(RECORDS FOR PROCESSING Opens)

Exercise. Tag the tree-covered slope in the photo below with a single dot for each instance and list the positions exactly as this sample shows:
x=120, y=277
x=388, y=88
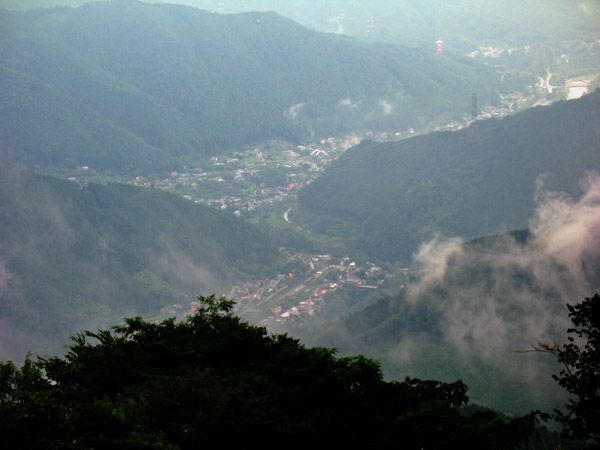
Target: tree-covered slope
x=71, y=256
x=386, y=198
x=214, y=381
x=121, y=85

(RECORDS FOR PROCESSING Closes)

§ **INSTRUCTIONS TO FOLLOW**
Please restate all of the listing above word for word, with no pictures.

§ **SOLUTION FOR THIS TASK**
Exercise. Tag the tree-covered slope in the photo below with a single dot for each instance and list the positions exactly as this sample shows:
x=120, y=277
x=388, y=88
Target: tree-covered slope
x=71, y=256
x=386, y=198
x=214, y=381
x=121, y=85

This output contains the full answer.